◆ **Objetivo de la tarea**
Sin contar las viejas pistas, enumera los espacios para un uso concreto que el texto sobre el parque de Tempelhof sitúa dentro del parque.

◆ **Fragmento seleccionado**

□ □ □ □

El parque de Tempelhof

Hay en Berlín un parque, el Tempelhofer Feld, que se ha convertido en uno de los espacios públicos más bellos de la ciudad, un repentino e inmenso claro donde el cielo adquiere una cercanía y una profundidad intimidantes que recuerda a un témenos, el espacio sagrado que en la antigua Grecia se abría en los bosques y se consagraba a una divinidad, origen de los templos. Es en realidad el viejo aeropuerto de Tempelhof, que cerró en 2008 y que ha sido ganado por la ciudadanía, en contra de la especulación inmobiliaria, como lugar común de recreo. La entrada es libre y uno puede ahora pasear o ir en bicicleta por las viejas pistas. Se ven parejas con niños, solitarios patinadores. En una de las parcelas de tierra se están empezando a cultivar pequeños y privados jardines. Hay un lugar para observar aves y otro para desfogar perros. En uno de los costados han abierto un discreto Biergarten, camuflado por el espeso follaje de los árboles. Al atravesar pedaleando, el aire restalla con la furia olvidada de lo salvaje.

□ □ □ □

◆ **Datos sin procesar**
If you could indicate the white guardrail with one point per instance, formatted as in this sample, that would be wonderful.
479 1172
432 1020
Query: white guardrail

□ □ □ □

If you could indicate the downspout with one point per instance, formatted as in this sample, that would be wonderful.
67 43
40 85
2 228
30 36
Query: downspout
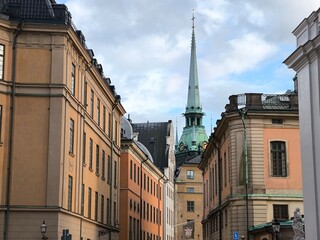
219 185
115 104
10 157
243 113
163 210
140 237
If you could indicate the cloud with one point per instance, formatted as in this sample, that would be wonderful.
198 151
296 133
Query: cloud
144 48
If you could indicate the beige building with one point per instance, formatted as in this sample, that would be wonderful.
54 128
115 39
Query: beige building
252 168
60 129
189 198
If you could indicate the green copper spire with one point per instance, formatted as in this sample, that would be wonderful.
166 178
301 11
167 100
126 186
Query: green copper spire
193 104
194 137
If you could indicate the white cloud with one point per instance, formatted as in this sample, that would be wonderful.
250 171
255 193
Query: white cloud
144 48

□ □ □ □

◆ **Respuesta final**
- Parcelas de tierra donde se están empezando a cultivar pequeños y privados jardines
- Un lugar para observar aves
- Un lugar para desfogar perros
- Un discreto Biergarten en uno de los costados